→ Brief
The full listing should be duplicated word for word.

→ Stored data
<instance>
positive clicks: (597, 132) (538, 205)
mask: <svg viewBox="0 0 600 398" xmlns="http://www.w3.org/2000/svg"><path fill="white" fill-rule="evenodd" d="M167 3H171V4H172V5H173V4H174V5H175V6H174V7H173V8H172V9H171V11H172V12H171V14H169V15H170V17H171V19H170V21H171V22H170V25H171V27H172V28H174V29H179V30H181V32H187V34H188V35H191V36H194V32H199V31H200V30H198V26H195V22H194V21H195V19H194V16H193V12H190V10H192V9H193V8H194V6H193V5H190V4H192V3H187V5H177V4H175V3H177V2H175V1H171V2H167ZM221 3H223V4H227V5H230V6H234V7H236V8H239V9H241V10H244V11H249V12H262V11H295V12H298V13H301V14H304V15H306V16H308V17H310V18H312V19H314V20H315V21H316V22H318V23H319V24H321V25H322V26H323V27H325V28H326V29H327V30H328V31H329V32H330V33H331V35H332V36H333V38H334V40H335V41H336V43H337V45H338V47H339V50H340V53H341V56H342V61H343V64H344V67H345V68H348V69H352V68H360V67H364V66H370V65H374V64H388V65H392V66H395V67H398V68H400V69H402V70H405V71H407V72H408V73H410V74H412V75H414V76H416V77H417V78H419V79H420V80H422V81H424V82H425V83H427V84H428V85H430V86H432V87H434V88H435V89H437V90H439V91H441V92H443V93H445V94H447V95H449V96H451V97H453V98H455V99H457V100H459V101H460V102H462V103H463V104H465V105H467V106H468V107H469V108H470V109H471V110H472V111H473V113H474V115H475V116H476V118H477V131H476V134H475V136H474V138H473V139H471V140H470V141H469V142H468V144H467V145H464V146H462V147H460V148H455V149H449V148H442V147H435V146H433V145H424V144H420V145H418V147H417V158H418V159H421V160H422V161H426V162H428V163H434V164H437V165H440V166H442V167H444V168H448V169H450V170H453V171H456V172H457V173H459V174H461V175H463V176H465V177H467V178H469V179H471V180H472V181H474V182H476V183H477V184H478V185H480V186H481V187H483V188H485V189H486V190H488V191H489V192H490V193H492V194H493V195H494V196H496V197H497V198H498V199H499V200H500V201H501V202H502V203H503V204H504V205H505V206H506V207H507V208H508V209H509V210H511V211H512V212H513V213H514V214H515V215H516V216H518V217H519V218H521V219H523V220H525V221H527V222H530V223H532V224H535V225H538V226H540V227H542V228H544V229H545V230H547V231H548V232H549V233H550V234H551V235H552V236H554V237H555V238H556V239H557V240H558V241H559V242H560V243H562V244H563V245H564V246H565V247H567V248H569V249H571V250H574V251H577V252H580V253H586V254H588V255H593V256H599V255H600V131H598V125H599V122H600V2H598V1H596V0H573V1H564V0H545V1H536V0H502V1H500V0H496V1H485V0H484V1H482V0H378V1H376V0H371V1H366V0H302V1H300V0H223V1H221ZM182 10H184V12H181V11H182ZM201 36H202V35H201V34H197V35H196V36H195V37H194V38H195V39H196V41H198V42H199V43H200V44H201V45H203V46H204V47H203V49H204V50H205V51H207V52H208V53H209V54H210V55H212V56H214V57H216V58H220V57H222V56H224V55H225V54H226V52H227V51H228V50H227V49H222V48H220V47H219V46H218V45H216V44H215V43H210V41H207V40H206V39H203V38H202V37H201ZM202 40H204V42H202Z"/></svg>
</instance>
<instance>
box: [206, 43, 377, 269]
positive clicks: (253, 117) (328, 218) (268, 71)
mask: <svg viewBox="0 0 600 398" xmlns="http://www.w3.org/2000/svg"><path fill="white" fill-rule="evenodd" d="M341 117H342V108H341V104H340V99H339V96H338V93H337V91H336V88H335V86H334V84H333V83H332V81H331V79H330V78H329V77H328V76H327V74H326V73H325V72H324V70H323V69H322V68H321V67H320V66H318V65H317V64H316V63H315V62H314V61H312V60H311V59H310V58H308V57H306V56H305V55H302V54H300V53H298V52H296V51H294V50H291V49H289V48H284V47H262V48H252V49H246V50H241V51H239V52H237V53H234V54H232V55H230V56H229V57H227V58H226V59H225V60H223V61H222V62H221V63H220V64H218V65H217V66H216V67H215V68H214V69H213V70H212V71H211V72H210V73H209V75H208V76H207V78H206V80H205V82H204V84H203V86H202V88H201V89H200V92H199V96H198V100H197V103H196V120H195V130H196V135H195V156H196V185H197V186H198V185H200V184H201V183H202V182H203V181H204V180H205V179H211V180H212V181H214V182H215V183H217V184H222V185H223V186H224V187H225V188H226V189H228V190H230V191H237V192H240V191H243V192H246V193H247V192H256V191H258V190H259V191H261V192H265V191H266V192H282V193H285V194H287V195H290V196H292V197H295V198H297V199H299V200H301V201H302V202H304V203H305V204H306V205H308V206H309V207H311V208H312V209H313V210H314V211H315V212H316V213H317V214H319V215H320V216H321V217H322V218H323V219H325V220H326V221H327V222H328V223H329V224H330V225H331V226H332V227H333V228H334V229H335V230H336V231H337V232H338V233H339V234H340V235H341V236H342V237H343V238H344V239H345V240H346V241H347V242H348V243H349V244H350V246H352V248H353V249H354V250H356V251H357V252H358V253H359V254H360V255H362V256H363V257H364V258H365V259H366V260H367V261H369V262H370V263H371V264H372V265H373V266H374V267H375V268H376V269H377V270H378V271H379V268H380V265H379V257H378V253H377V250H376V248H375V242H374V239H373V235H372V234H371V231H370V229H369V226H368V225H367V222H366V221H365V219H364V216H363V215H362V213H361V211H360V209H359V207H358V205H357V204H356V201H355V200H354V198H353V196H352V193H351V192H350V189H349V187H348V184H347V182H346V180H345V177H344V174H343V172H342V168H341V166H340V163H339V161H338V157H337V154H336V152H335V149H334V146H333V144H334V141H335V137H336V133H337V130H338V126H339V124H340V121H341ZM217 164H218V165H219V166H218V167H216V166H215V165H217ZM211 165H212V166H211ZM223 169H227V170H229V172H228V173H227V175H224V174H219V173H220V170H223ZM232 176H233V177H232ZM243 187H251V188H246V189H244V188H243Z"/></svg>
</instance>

→ Reply to the exercise
<instance>
positive clicks: (597, 132) (538, 205)
mask: <svg viewBox="0 0 600 398" xmlns="http://www.w3.org/2000/svg"><path fill="white" fill-rule="evenodd" d="M167 3H171V4H172V5H173V4H174V5H175V6H174V7H173V8H172V9H171V11H172V12H171V14H169V15H170V17H171V19H170V21H171V22H170V25H171V27H172V28H174V29H179V30H181V32H187V34H188V35H191V36H194V32H199V31H200V30H198V26H195V22H194V21H195V19H194V16H193V12H190V10H192V9H193V8H194V6H193V5H190V4H192V3H187V5H177V4H175V3H177V2H175V1H171V2H167ZM221 3H223V4H227V5H230V6H234V7H236V8H239V9H241V10H244V11H249V12H262V11H295V12H298V13H301V14H304V15H306V16H308V17H310V18H312V19H314V20H315V21H316V22H318V23H319V24H321V25H322V26H323V27H325V28H326V29H327V30H328V31H329V32H330V33H331V35H332V36H333V38H334V40H335V41H336V43H337V45H338V47H339V50H340V53H341V56H342V61H343V64H344V67H345V68H348V69H352V68H360V67H364V66H370V65H374V64H388V65H392V66H395V67H398V68H400V69H402V70H405V71H407V72H408V73H410V74H412V75H414V76H416V77H417V78H419V79H420V80H422V81H424V82H425V83H427V84H428V85H430V86H432V87H434V88H435V89H437V90H439V91H441V92H443V93H445V94H447V95H449V96H451V97H453V98H455V99H457V100H459V101H460V102H462V103H463V104H465V105H467V106H468V107H469V108H470V109H471V110H472V111H473V113H474V115H475V116H476V118H477V131H476V134H475V136H474V138H473V139H471V140H470V141H469V142H468V144H467V145H464V146H462V147H460V148H455V149H449V148H442V147H435V146H433V145H424V144H420V145H418V147H417V158H418V159H421V160H422V161H426V162H428V163H434V164H437V165H440V166H442V167H444V168H448V169H450V170H453V171H456V172H457V173H459V174H461V175H463V176H465V177H467V178H469V179H471V180H472V181H474V182H476V183H477V184H478V185H480V186H481V187H483V188H485V189H486V190H488V191H489V192H490V193H492V194H493V195H494V196H496V197H497V198H498V199H499V200H500V201H501V202H502V203H503V204H504V205H505V206H506V207H507V208H508V209H509V210H511V211H512V212H513V213H514V214H515V215H516V216H518V217H519V218H521V219H523V220H525V221H527V222H530V223H532V224H535V225H538V226H540V227H542V228H544V229H545V230H547V231H548V232H549V233H550V234H551V235H552V236H554V237H555V238H556V239H557V240H558V241H559V242H560V243H562V244H563V245H564V246H565V247H567V248H569V249H571V250H574V251H577V252H580V253H586V254H588V255H593V256H599V255H600V131H598V125H599V122H600V2H598V1H596V0H573V1H564V0H545V1H536V0H502V1H500V0H496V1H485V0H484V1H482V0H378V1H376V0H371V1H366V0H302V1H300V0H223V1H221ZM182 10H184V12H181V11H182ZM201 36H202V35H201V34H197V35H196V36H195V37H194V38H195V39H196V41H198V42H199V43H200V44H201V45H203V46H204V47H203V49H204V50H205V51H207V52H208V53H209V54H210V55H212V56H214V57H216V58H220V57H222V56H224V55H225V54H226V52H227V51H228V50H227V49H222V48H220V47H219V46H218V45H216V44H215V43H210V41H207V40H206V39H203V38H202V37H201ZM202 40H204V42H202Z"/></svg>
</instance>
<instance>
box: [206, 43, 377, 269]
positive clicks: (253, 117) (328, 218) (268, 71)
mask: <svg viewBox="0 0 600 398" xmlns="http://www.w3.org/2000/svg"><path fill="white" fill-rule="evenodd" d="M341 117H342V108H341V104H340V99H339V96H338V93H337V91H336V88H335V86H334V84H333V83H332V81H331V79H330V78H329V77H328V76H327V74H326V73H325V72H324V70H323V69H322V68H321V67H320V66H318V65H317V64H316V63H315V62H314V61H312V60H311V59H310V58H308V57H306V56H305V55H302V54H300V53H298V52H296V51H294V50H291V49H289V48H284V47H262V48H252V49H246V50H241V51H239V52H237V53H234V54H232V55H230V56H229V57H227V58H226V59H225V60H223V61H222V62H221V63H220V64H218V65H217V66H216V67H215V68H214V69H213V70H212V71H211V72H210V73H209V75H208V76H207V78H206V80H205V82H204V84H203V86H202V88H201V89H200V92H199V96H198V100H197V103H196V120H195V130H196V135H195V156H196V185H197V186H198V185H200V184H201V183H202V182H203V181H204V180H205V179H211V180H212V181H214V182H215V183H217V184H222V185H223V186H224V187H225V188H226V189H228V190H230V191H237V192H240V191H243V192H246V193H247V192H256V191H258V190H259V191H261V192H265V191H266V192H282V193H285V194H287V195H290V196H292V197H295V198H297V199H299V200H301V201H302V202H304V203H305V204H306V205H308V206H309V207H311V208H312V209H313V210H314V211H315V212H316V213H317V214H319V215H320V216H321V217H322V218H323V219H325V220H326V221H327V222H328V223H329V224H330V225H331V226H332V227H333V228H334V229H335V230H336V231H337V232H338V233H339V234H340V235H341V236H342V237H343V238H344V239H345V240H346V241H347V242H348V243H349V244H350V246H352V248H353V249H354V250H356V251H357V252H358V253H359V254H360V255H362V256H363V257H364V258H365V259H366V260H367V261H369V262H370V263H371V264H372V265H373V266H374V267H375V268H376V269H377V270H378V271H379V268H380V265H379V257H378V253H377V250H376V248H375V242H374V239H373V235H372V234H371V231H370V229H369V226H368V225H367V222H366V221H365V219H364V216H363V215H362V213H361V211H360V209H359V207H358V205H357V204H356V201H355V200H354V198H353V196H352V193H351V192H350V189H349V187H348V184H347V182H346V180H345V177H344V174H343V172H342V168H341V166H340V163H339V161H338V157H337V154H336V152H335V149H334V146H333V144H334V141H335V137H336V133H337V130H338V126H339V124H340V121H341ZM217 164H218V165H219V166H218V167H216V166H215V165H217ZM211 165H212V166H211ZM223 169H227V170H229V172H228V173H227V175H224V174H219V173H220V170H223ZM232 176H233V177H232ZM243 187H251V188H246V189H244V188H243Z"/></svg>
</instance>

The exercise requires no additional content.